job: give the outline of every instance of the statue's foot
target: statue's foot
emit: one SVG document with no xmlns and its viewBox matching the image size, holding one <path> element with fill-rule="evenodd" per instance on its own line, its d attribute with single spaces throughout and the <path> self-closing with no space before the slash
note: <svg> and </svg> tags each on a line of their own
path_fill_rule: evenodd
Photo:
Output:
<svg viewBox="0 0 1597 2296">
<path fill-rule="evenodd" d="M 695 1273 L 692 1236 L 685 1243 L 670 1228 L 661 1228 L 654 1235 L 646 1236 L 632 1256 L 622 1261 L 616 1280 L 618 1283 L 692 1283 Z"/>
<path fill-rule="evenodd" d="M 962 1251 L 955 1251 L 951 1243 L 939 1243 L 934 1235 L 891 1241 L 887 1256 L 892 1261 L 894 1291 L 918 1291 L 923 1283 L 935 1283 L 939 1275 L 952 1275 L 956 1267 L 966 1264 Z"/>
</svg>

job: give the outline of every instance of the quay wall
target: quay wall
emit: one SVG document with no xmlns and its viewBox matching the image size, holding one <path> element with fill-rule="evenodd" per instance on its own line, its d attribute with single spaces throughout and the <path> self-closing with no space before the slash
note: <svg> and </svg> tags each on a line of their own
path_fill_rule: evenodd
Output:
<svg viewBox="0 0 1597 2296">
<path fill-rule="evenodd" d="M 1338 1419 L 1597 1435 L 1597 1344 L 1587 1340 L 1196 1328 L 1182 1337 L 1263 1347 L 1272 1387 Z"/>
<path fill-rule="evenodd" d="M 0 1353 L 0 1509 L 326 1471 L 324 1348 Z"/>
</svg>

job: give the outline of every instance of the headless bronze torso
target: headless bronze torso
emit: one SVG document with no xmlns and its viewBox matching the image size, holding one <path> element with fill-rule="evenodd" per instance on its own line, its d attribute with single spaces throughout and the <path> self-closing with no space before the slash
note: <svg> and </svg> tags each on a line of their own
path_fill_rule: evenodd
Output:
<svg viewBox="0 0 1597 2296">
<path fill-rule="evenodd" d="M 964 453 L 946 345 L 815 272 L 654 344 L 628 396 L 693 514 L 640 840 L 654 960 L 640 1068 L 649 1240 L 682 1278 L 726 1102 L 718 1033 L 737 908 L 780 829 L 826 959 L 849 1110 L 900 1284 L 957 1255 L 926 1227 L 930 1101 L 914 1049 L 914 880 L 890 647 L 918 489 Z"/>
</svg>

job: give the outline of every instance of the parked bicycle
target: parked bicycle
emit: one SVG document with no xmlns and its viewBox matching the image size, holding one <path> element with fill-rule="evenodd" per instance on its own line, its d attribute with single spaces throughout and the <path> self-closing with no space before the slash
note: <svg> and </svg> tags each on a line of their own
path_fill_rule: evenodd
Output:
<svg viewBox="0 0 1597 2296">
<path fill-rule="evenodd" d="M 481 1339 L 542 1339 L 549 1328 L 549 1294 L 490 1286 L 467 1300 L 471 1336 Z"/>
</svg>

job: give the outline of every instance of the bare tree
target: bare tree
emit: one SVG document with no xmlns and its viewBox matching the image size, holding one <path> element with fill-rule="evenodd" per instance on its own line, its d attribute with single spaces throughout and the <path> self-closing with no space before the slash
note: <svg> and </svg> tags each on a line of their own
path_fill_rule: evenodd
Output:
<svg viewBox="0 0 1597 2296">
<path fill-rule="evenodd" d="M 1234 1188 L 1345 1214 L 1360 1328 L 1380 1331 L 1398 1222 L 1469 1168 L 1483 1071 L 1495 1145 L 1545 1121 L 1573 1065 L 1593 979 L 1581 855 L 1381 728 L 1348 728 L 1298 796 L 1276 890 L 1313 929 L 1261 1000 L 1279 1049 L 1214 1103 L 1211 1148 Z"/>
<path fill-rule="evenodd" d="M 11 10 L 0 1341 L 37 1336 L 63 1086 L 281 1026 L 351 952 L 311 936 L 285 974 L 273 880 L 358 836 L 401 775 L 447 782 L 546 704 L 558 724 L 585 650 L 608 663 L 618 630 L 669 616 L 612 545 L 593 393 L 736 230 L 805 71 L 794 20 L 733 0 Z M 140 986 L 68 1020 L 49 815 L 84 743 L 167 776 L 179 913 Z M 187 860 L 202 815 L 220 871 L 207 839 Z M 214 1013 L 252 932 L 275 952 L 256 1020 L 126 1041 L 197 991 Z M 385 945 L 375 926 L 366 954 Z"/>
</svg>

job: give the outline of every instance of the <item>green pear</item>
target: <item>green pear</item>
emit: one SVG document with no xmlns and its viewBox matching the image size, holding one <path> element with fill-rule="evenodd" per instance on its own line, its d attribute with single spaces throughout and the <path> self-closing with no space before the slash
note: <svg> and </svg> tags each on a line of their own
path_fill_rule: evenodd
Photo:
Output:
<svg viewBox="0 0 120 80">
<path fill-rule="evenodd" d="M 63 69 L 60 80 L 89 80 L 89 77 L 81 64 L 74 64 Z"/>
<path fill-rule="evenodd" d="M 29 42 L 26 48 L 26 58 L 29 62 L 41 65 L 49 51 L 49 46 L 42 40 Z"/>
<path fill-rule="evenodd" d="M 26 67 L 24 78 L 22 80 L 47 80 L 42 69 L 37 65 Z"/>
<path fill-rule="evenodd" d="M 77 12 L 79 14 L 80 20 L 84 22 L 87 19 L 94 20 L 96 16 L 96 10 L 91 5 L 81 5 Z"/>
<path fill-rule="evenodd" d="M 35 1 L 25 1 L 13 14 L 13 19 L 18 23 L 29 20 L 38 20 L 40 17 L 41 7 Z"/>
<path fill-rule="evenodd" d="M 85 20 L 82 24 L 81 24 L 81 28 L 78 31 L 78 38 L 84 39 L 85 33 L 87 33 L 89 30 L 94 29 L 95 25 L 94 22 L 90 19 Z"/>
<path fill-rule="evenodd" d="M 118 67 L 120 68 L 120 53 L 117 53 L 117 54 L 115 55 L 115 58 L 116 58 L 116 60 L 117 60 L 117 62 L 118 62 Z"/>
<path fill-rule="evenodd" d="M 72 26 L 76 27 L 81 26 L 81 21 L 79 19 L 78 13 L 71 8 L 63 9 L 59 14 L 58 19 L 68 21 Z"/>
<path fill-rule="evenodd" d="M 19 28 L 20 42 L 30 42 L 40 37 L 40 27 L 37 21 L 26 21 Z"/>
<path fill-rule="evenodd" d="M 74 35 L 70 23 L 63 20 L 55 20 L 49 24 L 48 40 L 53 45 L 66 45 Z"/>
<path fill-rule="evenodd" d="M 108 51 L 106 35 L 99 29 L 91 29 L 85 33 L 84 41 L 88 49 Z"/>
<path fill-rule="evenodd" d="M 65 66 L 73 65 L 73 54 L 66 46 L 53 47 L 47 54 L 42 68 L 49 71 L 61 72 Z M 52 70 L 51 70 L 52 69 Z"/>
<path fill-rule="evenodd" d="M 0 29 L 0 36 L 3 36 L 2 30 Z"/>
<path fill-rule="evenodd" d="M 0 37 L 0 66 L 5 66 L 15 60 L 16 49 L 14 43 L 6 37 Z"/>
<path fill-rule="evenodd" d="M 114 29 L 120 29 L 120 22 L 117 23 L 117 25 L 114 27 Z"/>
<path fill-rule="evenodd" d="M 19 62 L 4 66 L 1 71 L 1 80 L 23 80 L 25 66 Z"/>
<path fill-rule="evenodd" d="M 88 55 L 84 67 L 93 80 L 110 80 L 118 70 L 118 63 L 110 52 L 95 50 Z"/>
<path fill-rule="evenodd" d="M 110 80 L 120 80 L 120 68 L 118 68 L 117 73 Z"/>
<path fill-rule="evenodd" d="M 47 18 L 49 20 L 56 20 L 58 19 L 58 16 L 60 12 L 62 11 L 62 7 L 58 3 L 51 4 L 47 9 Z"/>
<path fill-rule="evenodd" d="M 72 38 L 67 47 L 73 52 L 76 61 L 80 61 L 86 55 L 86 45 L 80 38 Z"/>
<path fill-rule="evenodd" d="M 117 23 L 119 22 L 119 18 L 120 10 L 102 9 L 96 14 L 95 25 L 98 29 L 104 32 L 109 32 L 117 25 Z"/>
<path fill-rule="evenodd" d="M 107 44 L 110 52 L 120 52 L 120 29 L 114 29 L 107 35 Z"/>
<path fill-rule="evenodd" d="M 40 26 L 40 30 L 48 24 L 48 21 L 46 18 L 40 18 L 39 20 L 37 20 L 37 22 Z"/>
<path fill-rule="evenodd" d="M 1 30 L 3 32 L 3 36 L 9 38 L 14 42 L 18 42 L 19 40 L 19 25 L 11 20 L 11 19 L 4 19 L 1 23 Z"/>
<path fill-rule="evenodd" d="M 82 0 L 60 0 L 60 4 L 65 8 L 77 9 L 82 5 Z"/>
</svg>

......

**EXERCISE OBJECTIVE**
Filter the entries above down to the lines containing the word "bicycle".

**YOUR SOLUTION**
job: give the outline of every instance of the parked bicycle
target: parked bicycle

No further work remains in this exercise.